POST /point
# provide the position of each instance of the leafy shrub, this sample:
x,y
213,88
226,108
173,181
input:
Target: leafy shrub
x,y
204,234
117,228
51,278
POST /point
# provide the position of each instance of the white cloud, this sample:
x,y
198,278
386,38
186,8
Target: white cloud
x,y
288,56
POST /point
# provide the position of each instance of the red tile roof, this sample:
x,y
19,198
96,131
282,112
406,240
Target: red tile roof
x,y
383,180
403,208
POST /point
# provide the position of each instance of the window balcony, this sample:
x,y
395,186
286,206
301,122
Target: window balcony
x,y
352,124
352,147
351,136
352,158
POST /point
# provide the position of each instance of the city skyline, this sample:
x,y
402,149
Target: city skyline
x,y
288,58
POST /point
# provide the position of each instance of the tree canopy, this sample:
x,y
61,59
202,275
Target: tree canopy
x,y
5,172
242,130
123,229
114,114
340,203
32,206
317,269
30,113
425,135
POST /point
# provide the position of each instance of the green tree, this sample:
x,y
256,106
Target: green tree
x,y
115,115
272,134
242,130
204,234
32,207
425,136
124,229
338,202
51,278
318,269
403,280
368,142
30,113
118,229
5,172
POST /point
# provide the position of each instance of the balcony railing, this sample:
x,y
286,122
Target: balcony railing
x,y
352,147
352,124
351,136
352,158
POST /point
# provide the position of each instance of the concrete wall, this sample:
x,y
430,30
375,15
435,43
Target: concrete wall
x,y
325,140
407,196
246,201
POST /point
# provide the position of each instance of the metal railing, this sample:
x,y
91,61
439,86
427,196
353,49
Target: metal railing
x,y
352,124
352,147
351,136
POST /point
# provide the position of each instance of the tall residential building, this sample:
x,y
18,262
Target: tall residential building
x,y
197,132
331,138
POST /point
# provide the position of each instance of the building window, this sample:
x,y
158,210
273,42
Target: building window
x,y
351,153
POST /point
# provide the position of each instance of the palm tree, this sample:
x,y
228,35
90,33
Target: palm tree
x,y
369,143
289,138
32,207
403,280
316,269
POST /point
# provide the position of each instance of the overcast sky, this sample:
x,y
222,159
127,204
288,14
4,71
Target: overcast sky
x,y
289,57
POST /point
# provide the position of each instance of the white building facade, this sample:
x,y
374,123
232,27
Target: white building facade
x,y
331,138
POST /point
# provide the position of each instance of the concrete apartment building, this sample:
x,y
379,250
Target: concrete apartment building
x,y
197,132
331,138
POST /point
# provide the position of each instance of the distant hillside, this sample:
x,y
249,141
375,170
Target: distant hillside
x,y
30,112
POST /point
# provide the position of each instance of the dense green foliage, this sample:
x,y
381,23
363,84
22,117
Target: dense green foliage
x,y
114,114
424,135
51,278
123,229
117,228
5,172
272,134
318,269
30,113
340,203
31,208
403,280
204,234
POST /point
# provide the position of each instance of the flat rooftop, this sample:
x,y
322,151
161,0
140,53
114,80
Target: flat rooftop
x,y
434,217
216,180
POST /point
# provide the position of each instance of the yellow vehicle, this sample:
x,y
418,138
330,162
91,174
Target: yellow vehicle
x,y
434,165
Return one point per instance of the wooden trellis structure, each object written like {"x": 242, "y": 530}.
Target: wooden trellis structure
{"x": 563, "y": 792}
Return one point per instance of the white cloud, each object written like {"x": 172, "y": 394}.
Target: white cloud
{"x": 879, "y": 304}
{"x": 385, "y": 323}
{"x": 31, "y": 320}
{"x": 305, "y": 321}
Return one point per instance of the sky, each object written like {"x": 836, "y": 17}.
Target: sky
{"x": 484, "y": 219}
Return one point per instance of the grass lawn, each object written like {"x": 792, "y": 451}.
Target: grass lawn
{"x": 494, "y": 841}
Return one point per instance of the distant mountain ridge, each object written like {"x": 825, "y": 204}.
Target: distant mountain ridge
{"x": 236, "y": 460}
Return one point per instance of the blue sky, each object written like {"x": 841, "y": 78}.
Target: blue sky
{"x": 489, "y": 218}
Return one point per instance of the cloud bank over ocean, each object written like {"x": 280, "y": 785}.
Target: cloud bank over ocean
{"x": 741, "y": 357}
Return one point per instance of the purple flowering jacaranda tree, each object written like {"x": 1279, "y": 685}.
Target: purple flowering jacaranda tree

> _WHAT TO PRODUCE_: Repeat all of the records above word for word, omitting nothing and changing nothing.

> _RESPONSE_:
POST /point
# provide the position of each instance of the leafy shrub, this sample:
x,y
213,88
226,108
173,181
input:
Target: leafy shrub
x,y
204,234
117,228
51,278
POST /point
# provide the position of each instance of the white cloud, this sample:
x,y
198,278
386,38
186,8
Target: white cloud
x,y
288,56
POST /point
# provide the position of each instance of the red tile roof, this sample:
x,y
19,198
96,131
282,112
406,240
Target: red tile roof
x,y
383,180
403,208
POST /point
# provide the position of each instance of the window balcony, this sample:
x,y
395,186
286,206
301,122
Target: window balcony
x,y
352,124
352,147
351,136
352,158
POST /point
# provide the position of each instance of the city skyline, this sample:
x,y
402,149
Target: city skyline
x,y
288,58
POST /point
# provide the position of each instance of the tree canopy, this sample:
x,y
61,59
202,275
Target: tree canopy
x,y
5,172
242,130
123,229
114,114
340,203
32,206
317,269
30,113
425,135
POST /point
# provide the position of each instance of the green tree, this sample:
x,y
256,106
Target: green tree
x,y
115,115
272,134
242,130
204,234
32,207
425,136
124,229
338,202
51,278
318,269
403,280
368,142
30,113
118,229
5,172
POST /point
# provide the position of each instance of the balcony railing, this sample:
x,y
286,122
Target: balcony railing
x,y
352,147
352,124
351,136
352,158
POST /point
# provide the position of each instance of the concrete wall, this sample:
x,y
430,30
375,15
435,43
Target: concrete wall
x,y
325,140
407,196
246,201
POST /point
# provide the position of each instance of the metal railing, this sample:
x,y
91,61
439,86
427,196
353,49
Target: metal railing
x,y
352,124
352,147
351,136
POST /point
# provide the position of each instance of the tall residential building, this sample:
x,y
18,262
Target: tall residential building
x,y
197,132
331,138
POST /point
# provide the position of each instance of the building window, this sample:
x,y
158,210
273,42
Target: building window
x,y
351,153
POST /point
# provide the position of each instance of the palm tree, this sample:
x,y
228,35
90,33
Target: palm tree
x,y
369,143
289,138
32,207
403,280
316,269
POST /point
# provide the position of each instance of the overcast sky, this sample:
x,y
222,159
127,204
288,14
4,71
Target: overcast sky
x,y
289,57
POST /point
# provide the position of each instance of the white building facade, this sample:
x,y
374,123
232,27
Target: white building facade
x,y
331,138
POST /point
# provide the position of each instance of the concrete apartment building, this sample:
x,y
379,250
Target: concrete apartment building
x,y
197,132
331,138
POST /point
# provide the position of each instance of the distant hillside, this sample:
x,y
249,141
375,170
Target: distant hillside
x,y
30,112
POST /point
# provide the position of each instance of the dense green foliage, this sample:
x,y
381,23
363,84
22,117
Target: dense green foliage
x,y
114,114
424,135
51,278
123,229
117,228
5,172
272,134
318,269
30,113
340,203
31,208
403,280
204,234
POST /point
# provide the position of each instance of the flat rooftop, this sample:
x,y
322,151
161,0
140,53
114,80
Target: flat rooftop
x,y
434,217
216,180
POST /point
# provide the position of each instance of the yellow vehicle, this sample:
x,y
418,138
330,162
91,174
Target: yellow vehicle
x,y
434,165
Return one point per instance of the wooden trellis structure, each object written like {"x": 242, "y": 530}.
Target: wooden trellis structure
{"x": 563, "y": 792}
Return one point per instance of the white cloud, each object written like {"x": 172, "y": 394}.
Target: white cloud
{"x": 879, "y": 304}
{"x": 385, "y": 323}
{"x": 31, "y": 320}
{"x": 305, "y": 321}
Return one point per instance of the sky, each object written like {"x": 836, "y": 17}.
Target: sky
{"x": 484, "y": 219}
Return one point per instance of the grass lawn, each object written like {"x": 792, "y": 451}.
Target: grass lawn
{"x": 494, "y": 841}
Return one point per instance of the distant mountain ridge, each object written like {"x": 825, "y": 204}.
Target: distant mountain ridge
{"x": 236, "y": 460}
Return one point per instance of the blue sky, each object written like {"x": 841, "y": 78}.
Target: blue sky
{"x": 489, "y": 218}
Return one point per instance of the cloud bank over ocean, each object written like {"x": 280, "y": 785}.
Target: cloud bank over ocean
{"x": 741, "y": 357}
Return one point per instance of the purple flowering jacaranda tree, each object written like {"x": 1279, "y": 685}.
Target: purple flowering jacaranda tree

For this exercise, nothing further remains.